SELECTED PASSAGE:
>>>>

Email marketing is part and parcel of most companies’ marketing strategy.

It is a much cheaper way to keep in touch with existing customers and potentially gather new ones.

It is measureable so you can monitor its return and check its effectiveness, whether you’re using it to bring in new enquiries and leads, drive sales, open doors to new contacts, or simply spread word of your business services and profile.

If it is as good as I am saying here, then everyone will be doing it – and it is fair to say that a large number of businesses are doing so, but doing it poorly.

It is imperative if you are going to go to the trouble of creating and distributing an e-newsletter or e-shot you want to give it the best chance of being opened and read by your audience.

Here are some common mistakes to avoid to give your next email marketing dispatch a fighting chance:

– Subject line – people make a decision to open an email on this so do not blow it by shouting at them with capital letters, or promising fantastic offers you can’t deliver.

Do not break the word length either – subject lines should be between 35 to 50 characters.

– Do not ramble – an e-newsletter is a snapshot of your business or specific messages you want to share.

<<<<

WORK TO DO:
A) Transcribe the email marketing passage from "It is measureable" to "services and profile.".
B) According to the email marketing passage, what uses can email marketing be put to? List each one.
C) Take the email marketing passage further from the point where it stops.

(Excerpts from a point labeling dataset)
>>>>

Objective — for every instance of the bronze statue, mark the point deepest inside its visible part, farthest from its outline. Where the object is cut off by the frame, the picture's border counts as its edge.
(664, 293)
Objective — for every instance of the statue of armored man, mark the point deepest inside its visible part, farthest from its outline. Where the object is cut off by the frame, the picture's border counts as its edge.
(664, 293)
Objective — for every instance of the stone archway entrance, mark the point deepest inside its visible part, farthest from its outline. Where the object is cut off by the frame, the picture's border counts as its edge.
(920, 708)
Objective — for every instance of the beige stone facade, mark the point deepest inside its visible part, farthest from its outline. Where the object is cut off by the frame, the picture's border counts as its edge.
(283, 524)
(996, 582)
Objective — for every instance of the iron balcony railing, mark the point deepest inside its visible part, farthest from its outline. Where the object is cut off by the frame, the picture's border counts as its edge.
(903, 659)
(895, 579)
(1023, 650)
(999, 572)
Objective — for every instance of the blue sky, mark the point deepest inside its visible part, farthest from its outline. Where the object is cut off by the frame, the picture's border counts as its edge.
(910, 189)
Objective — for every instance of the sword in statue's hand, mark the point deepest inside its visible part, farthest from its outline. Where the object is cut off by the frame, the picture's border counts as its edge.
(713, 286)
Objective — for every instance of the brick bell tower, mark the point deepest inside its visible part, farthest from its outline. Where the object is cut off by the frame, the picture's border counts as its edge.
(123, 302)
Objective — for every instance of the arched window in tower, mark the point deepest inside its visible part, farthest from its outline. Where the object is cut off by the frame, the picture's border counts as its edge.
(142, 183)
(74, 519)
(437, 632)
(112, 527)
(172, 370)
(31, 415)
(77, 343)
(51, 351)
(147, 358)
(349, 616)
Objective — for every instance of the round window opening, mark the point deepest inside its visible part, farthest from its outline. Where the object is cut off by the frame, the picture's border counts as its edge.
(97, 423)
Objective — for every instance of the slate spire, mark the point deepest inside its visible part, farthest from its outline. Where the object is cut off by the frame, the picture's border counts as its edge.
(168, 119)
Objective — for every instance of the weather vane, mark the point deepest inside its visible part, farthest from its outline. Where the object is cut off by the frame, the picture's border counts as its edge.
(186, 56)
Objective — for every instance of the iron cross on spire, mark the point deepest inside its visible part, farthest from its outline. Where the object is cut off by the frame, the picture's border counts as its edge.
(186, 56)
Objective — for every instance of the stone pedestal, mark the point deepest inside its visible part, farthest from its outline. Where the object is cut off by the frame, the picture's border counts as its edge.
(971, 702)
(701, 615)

<<<<

OUTPUTS BY TASK:
A)
It is measureable so you can monitor its return and check its effectiveness, whether you’re using it to bring in new enquiries and leads, drive sales, open doors to new contacts, or simply spread word of your business services and profile.

B)
- Bringing in new enquiries and leads
- Driving sales
- Opening doors to new contacts
- Spreading word of your business services and profile

C)
It is not a full-blown piece of prose. Keep articles short and snappy, enticing readers to find out more by visiting your website or emailing/calling you up.

– Be selly – do not be shy to promote special offers, new services or forthcoming deals – these people have signed up to receive your email content so they will be open to promotional news too.

– If you start, do not stop – campaigns start off enthusiastically but can lose steam as ideas for content dwindle.

Create a plan and a realistic timetable and stick to it.

Ideally, e-newsletters should be monthly but smaller e-shots can be more frequent.

– Don’t chop and change – keep them regular. The best e-newsletters arrive in an email inbox at the same time of day every month.

People come to expect them and look forward to receiving them.

– Copy and paste is not good – copying direct from a Word document is dangerous as figures and symbols very often do not translate.

If you do, check the final copy carefully.

– Check names – do not get names wrong.

Basic rule in all communication but it is the biggest insult to personalise an e-document but with a wrongly spelt name!